=== TAREFAS DO EXERCÍCIO ===
(a) Reescreva em forma de lista o parágrafo do trecho que começa por "Uma carta de Nunes da Mata". Faça um item por data e mantenha as informações principais.
(b) Segundo o trecho, por que motivo os relógios das repartições públicas francesas que davam a Hora oficial foram atrasados 9 minutos e 24 segundos? Responda em uma a três frases.

No dossier sobre Fusos Horários existente no Arquivo Histórico do Ministério dos Negócios Estrangeiros, já aqui utilizado, (1) há uma série de documentação relacionada com a medida adoptada pelo Governo português, a informação que prestou sobre isso à comunidade internacional e o interesse de alguns países sobre o que mudou em Portugal.

Uma carta de Nunes da Mata, de 29 de Abril de 1911, informa sobre a recém-criada comissão para a Hora Legal; a 22 de Maio, a embaixada portuguesa em França envia o Jornal Oficial, de 10 de Março desse ano, onde se determina que a Hora Legal francesa também é alterada (à meia-noite desse dia, o relógio do Observatório de Paris, e com ele todos os relógios das repartições públicas que davam a Hora oficial, foram atrasados 9 minutos e 24 segundos); a 14 de Agosto, a New York Public Library agradece o envio de um exemplar de “A nova hora e os fusos horários”, o panfleto explicativo da autoria de Nunes da Mata; a 2 de Junho, a legação portuguesa em Londres confirma ter sido informada da mudança da hora decretada em Lisboa e envia recortes de imprensa sobre o assunto; a 6 de Junho, idêntica situação com a legação junto do Império Austro-Hungaro; a 7 de Junho, o representante de Portugal em Roma informa que deu conta ao Governo italiano da alteração ao regime da Hora Legal que se processará em Portugal a partir de 1 de Janeiro de 1912; a 23 de Junho, o representante português em Washington diz que se informou junto do Departamento de Estado e que a reunião de Washington de 1884, tendo debatido “a adopção de princípios gerais para a fixação da hora legal nos diferentes países”, isso “não resultou propriamente numa convenção” e que a Conferência “separou-se depois de emitir um simples parecer”. Informa ainda que o Departamento de Estado “teve a grande amabilidade” de ceder “um dos raros exemplares que ainda restam da publicação que contém os protocolos da Conferência”. Finalmente, informa Lisboa que já deu conta ao Secretário de Estado norte-americano das alterações ao regime da hora legal em Portugal.

=== DADOS DE ORIGEM ===
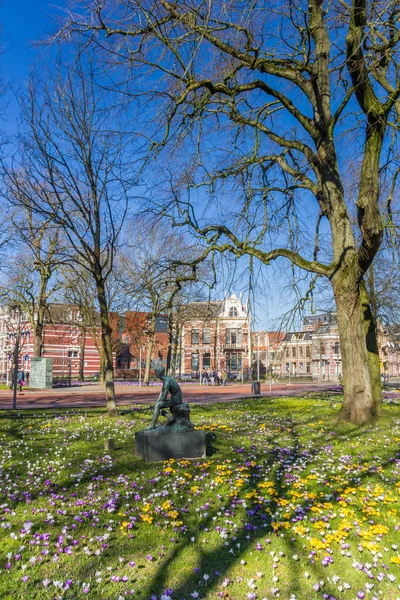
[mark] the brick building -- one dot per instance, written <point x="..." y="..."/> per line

=== RESPOSTAS ESPERADAS ===
(a)
- 29 de Abril de 1911: carta de Nunes da Mata sobre a recém-criada comissão para a Hora Legal.
- 22 de Maio: a embaixada portuguesa em França envia o Jornal Oficial de 10 de Março. Este determina que a Hora Legal francesa também é alterada: à meia-noite desse dia, os relógios oficiais foram atrasados 9 minutos e 24 segundos.
- 14 de Agosto: a New York Public Library agradece um exemplar de "A nova hora e os fusos horários", panfleto explicativo de Nunes da Mata.
- 2 de Junho: a legação portuguesa em Londres confirma ter sido informada da mudança da hora decretada em Lisboa e envia recortes de imprensa.
- 6 de Junho: situação idêntica com a legação junto do Império Austro-Húngaro.
- 7 de Junho: o representante de Portugal em Roma informa que comunicou ao Governo italiano a alteração da Hora Legal em Portugal a partir de 1 de Janeiro de 1912.
- 23 de Junho: o representante português em Washington informa três coisas:
  - a reunião de Washington de 1884 não resultou numa convenção, apenas num simples parecer;
  - o Departamento de Estado cedeu um dos raros exemplares dos protocolos da Conferência;
  - já informou o Secretário de Estado norte-americano das alterações em Portugal.

(b) O Jornal Oficial de 10 de Março de 1911 determinou que a Hora Legal francesa também fosse alterada. Por isso, à meia-noite desse dia, o relógio do Observatório de Paris foi atrasado 9 minutos e 24 segundos, e com ele todos os relógios das repartições públicas que davam a Hora oficial.